Your task: Would you quote every entry exactly, dropping only the pictures?

— START Material supplied —

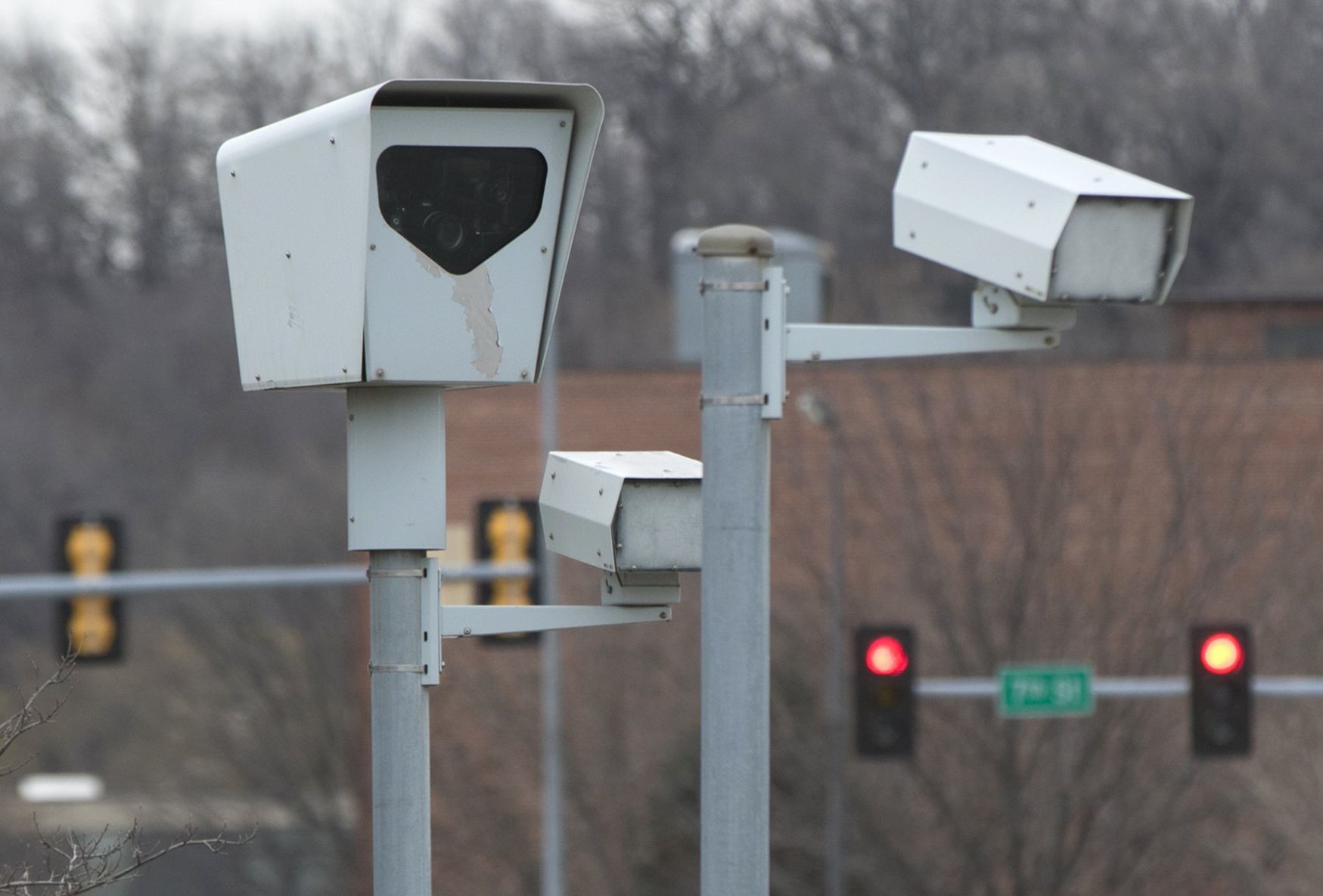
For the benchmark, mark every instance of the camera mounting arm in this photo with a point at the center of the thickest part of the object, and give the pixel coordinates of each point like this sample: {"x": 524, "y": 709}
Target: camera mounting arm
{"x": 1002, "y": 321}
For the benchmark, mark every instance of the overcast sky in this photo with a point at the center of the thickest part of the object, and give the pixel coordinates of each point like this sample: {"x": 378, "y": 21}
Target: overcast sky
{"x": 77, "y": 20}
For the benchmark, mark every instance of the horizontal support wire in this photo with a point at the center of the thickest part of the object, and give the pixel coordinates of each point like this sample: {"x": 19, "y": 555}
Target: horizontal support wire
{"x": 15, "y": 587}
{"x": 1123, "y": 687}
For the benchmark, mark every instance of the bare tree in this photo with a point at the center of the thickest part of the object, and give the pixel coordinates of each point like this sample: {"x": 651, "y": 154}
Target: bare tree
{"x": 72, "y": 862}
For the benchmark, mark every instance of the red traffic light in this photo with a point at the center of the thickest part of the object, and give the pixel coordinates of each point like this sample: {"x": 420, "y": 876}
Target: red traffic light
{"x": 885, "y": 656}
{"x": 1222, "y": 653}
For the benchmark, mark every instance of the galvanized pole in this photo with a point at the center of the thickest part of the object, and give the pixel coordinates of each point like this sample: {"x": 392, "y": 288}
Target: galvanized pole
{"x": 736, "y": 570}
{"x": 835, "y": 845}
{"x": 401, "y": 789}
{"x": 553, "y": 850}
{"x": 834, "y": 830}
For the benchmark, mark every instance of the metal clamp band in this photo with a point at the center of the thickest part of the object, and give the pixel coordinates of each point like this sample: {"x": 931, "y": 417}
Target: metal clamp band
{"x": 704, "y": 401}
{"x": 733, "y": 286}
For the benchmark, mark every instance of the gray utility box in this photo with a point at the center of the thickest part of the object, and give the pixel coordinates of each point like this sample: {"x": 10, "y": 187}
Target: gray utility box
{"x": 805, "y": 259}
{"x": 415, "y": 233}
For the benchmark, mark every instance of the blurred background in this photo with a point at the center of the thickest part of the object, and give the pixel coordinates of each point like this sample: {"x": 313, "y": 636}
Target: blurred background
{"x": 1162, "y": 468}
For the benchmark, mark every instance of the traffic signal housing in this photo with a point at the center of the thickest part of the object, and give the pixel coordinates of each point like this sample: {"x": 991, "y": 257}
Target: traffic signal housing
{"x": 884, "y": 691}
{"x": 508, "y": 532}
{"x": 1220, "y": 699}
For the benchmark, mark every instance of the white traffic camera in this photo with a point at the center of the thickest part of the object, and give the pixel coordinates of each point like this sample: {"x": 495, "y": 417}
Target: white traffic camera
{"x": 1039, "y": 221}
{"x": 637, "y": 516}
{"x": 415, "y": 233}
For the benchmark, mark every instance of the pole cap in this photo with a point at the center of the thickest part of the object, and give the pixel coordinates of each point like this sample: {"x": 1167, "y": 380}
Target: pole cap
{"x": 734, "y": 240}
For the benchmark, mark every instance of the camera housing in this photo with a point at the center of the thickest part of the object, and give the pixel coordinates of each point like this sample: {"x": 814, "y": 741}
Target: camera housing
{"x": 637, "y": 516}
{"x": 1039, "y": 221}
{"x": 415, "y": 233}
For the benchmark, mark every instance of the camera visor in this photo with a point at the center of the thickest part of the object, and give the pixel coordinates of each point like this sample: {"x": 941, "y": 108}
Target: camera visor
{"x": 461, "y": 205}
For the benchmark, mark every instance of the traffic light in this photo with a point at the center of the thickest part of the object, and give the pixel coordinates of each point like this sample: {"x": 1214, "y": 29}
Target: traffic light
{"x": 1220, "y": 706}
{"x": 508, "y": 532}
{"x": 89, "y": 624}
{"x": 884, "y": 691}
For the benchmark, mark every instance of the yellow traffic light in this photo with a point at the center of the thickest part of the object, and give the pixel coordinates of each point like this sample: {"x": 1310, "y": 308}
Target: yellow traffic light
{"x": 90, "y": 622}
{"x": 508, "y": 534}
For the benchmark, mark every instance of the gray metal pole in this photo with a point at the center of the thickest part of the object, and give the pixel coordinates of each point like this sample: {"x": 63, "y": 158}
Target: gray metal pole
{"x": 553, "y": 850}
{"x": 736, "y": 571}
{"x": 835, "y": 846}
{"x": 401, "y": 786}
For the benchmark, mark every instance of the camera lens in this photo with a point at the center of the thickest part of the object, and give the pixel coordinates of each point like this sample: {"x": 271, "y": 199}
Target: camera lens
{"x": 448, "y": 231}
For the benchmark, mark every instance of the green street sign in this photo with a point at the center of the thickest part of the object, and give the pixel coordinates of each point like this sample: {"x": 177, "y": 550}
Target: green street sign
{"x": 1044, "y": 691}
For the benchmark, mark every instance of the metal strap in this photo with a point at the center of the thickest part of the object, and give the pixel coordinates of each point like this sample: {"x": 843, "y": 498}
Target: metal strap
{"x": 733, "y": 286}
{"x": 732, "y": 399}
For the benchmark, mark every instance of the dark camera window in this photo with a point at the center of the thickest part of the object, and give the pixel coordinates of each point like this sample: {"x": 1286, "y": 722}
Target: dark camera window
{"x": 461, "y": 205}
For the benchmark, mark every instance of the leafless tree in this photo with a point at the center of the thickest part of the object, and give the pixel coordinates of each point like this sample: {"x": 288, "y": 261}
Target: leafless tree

— END Material supplied —

Response to the exercise:
For the benchmark, mark every instance of the camera mounting arm in this photo with a point at the center of the thickest part of the object, and give the pixel coordinates of each point like this sample: {"x": 524, "y": 709}
Target: camera mounting arm
{"x": 1002, "y": 321}
For the benchmark, mark every instance of the overcast sky in this photo with a point at the center of the thickest part of the object, and give the pixel coordinates of each point like this sample: {"x": 378, "y": 21}
Target: overcast sky
{"x": 77, "y": 20}
For the benchmark, mark every instance of the horizontal support wire in this photo with a point at the center of the thickest part of the object, and give the pixel coordinates of each point like this sample: {"x": 19, "y": 555}
Target: horizontal support wire
{"x": 15, "y": 587}
{"x": 1123, "y": 687}
For the benchmark, mark every instance of the bare tree in this photo with a point at the center of the thickest part of the object, and give the pixel coordinates of each point like this sample: {"x": 651, "y": 154}
Target: bare tree
{"x": 72, "y": 862}
For the benchmark, mark every instance of the red traffic light in this photo with a point at the center of the thickest part of the object, and give the pixel coordinates of each point like this sample: {"x": 420, "y": 876}
Target: red traffic light
{"x": 885, "y": 656}
{"x": 1222, "y": 653}
For the benchmark, mark every instance of the galvanized pole in this photo with a point at the center of the thickest part of the object, and give the pixel coordinates of each point like this sample: {"x": 392, "y": 288}
Target: galvanized pole
{"x": 736, "y": 570}
{"x": 835, "y": 845}
{"x": 401, "y": 789}
{"x": 553, "y": 850}
{"x": 834, "y": 830}
For the benchmark, mark every instance of the metal clamp band in this photo with a point at the center of the thickest part of the object, and give the pixel coordinates of each point like this sample: {"x": 931, "y": 417}
Target: metal clamp band
{"x": 704, "y": 401}
{"x": 733, "y": 286}
For the benchmark, mark every instance of the gray utility box in this photo with a point at the center of the thickest part of the object, and give the pixel coordinates of each point like this sample: {"x": 10, "y": 187}
Target: gray utility box
{"x": 805, "y": 259}
{"x": 415, "y": 233}
For the benchmark, mark every instance of the blurred background in this photo with a point at the center of the thickest part of the object, and give the pixel coordinates of each point like this sample: {"x": 313, "y": 636}
Target: blurred background
{"x": 1162, "y": 468}
For the benchmark, mark every instance of the traffic signal housing in this photo with a point at the center of the thickest part of the object, and give the pixel coordinates of each point like this sample: {"x": 991, "y": 257}
Target: traffic signal housing
{"x": 884, "y": 691}
{"x": 508, "y": 532}
{"x": 1220, "y": 699}
For the benchmark, mark every instance of the white traffic camera in this photo with a point at the center of the thickest part of the object, and give the pixel coordinates of each point like this sample: {"x": 495, "y": 417}
Target: white traffic camera
{"x": 1039, "y": 221}
{"x": 637, "y": 516}
{"x": 415, "y": 233}
For the benchmark, mark every instance of the pole cap in this photo with a point at the center of the thickest part of the object, and give the pixel coordinates of each point like this sample: {"x": 1167, "y": 380}
Target: pole cap
{"x": 734, "y": 240}
For the benchmark, mark every instance of the camera housing in this photo with a point at the center of the thickest part of the object, and give the pixel coordinates of each point like this sample: {"x": 814, "y": 741}
Target: camera housing
{"x": 637, "y": 516}
{"x": 1039, "y": 221}
{"x": 415, "y": 233}
For the benchmark, mark every instance of the camera visor in this photo with a point at the center of the thickest part of the object, and give the pixel coordinates of each point like this sample: {"x": 941, "y": 108}
Target: camera visor
{"x": 461, "y": 205}
For the benchmark, mark every instance of the traffic light in this photo with a point at the center of the thickest part of the object, and give the pixel coordinates of each point like this sample: {"x": 1214, "y": 29}
Target: traffic light
{"x": 1220, "y": 706}
{"x": 508, "y": 532}
{"x": 89, "y": 624}
{"x": 884, "y": 691}
For the benchmark, mark every instance of the yellow traffic light in this photo with a point at the center of the thickest part of the object, and give the pixel coordinates of each point like this sample: {"x": 1310, "y": 308}
Target: yellow traffic light
{"x": 90, "y": 622}
{"x": 508, "y": 534}
For the benchmark, mark every instance of the gray metal pole in this photo with a point at the center of the thickest part of the object, and give the pixel coordinates of each point like this sample: {"x": 63, "y": 158}
Target: gray metal pole
{"x": 553, "y": 850}
{"x": 736, "y": 571}
{"x": 835, "y": 846}
{"x": 401, "y": 786}
For the benchmark, mark every instance of the camera lens in this photo with a point at the center of the thickest part of the object, and give the pixel coordinates of each point like this sample: {"x": 271, "y": 199}
Target: camera lens
{"x": 448, "y": 231}
For the benchmark, mark every instance of the green street sign in this photo with a point at the center of the thickest part of the object, and give the pixel coordinates of each point like this sample: {"x": 177, "y": 550}
Target: green street sign
{"x": 1044, "y": 691}
For the benchmark, mark every instance of the metal strap in this photo with a point at the center of the thickest part of the object, and give the pixel coordinates of each point like this sample: {"x": 843, "y": 498}
Target: metal strap
{"x": 733, "y": 286}
{"x": 732, "y": 399}
For the benchmark, mark every instance of the dark camera window in this photo with a point at the center of the thickest part of the object, and give the pixel coordinates of each point like this sample: {"x": 1286, "y": 722}
Target: dark camera window
{"x": 461, "y": 205}
For the benchmark, mark every instance of the leafless tree in this photo with a point at the center of the thickest part of the object, and give the pixel coordinates of each point like this sample: {"x": 288, "y": 261}
Target: leafless tree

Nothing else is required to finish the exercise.